EXERCISE REQUIREMENTS:
Give the rows from the line with "Place one marker on each instance of the white" through the end of the rows as a two-column CSV with the headers input and output. Put each row's text in input and its answer in output, with one CSV line per row, every field in double quotes, and line breaks inside a field turned into spaces.

--- Start ---

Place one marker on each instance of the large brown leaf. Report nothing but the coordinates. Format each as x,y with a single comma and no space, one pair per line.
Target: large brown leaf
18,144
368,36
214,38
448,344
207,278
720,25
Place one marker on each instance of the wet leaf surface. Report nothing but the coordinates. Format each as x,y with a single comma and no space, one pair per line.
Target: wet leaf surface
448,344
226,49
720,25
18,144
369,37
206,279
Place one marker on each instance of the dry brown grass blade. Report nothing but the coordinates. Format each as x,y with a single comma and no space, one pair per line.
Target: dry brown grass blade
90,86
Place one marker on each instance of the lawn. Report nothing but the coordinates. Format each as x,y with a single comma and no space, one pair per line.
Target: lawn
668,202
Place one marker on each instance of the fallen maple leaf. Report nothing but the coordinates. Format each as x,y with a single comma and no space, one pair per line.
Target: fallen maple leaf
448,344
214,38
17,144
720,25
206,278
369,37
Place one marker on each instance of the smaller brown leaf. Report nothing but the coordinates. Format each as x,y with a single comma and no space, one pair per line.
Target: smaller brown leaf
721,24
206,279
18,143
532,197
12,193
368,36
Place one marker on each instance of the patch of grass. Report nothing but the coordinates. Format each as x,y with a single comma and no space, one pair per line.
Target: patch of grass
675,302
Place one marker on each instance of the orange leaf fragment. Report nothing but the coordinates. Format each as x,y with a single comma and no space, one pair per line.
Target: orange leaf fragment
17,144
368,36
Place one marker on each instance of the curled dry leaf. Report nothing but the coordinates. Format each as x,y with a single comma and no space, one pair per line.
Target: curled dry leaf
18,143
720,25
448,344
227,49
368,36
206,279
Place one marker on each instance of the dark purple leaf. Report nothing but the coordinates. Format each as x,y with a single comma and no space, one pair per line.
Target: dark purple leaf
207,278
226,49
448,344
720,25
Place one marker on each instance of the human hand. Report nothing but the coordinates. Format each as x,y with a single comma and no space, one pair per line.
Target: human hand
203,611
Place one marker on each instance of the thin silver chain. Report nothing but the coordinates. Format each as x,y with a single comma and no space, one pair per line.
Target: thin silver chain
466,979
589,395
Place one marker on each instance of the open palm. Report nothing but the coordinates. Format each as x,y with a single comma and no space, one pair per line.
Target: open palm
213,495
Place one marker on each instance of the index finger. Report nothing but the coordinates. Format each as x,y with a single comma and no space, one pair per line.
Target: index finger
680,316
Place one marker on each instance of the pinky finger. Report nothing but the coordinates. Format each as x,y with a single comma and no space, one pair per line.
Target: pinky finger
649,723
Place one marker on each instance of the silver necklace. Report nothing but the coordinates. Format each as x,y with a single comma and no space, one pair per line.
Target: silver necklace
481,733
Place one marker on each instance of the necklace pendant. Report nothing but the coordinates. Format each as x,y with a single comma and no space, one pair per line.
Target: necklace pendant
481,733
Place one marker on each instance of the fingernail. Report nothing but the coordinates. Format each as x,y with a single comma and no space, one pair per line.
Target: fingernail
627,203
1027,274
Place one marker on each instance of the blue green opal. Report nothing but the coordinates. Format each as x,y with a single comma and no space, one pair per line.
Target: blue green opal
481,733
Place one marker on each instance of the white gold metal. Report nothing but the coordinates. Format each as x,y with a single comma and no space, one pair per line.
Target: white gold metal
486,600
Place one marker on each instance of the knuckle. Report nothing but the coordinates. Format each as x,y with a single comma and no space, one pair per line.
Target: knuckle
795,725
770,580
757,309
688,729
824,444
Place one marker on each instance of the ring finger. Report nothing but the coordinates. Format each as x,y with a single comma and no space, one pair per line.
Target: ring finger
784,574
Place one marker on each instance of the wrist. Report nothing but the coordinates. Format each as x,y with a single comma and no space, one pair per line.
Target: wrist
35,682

--- End ---

SOLUTION FOR THIS PROBLEM:
input,output
"Place one marker on each instance of the white gold metal. Report nothing but the coordinates. Format each as x,y with a single comma and no space, one pair per line. Target: white gold metal","486,600"
"Place one marker on each instance of the knuckle. Report nothing but the coordinates. Format each as x,y with a single comma and no space, one pair per line. Target: knuckle","795,725 770,580 757,309 688,729 824,444"
"Place one marker on each instance of the ring finger. Report nothing but the coordinates. Format each as x,y with a single comma and no space, one pair per line. Target: ring finger","784,574"
"Place one marker on each instance of the wrist. Report nothing but the coordinates. Format each as x,y with a single comma and no space, one pair per line. Target: wrist","35,682"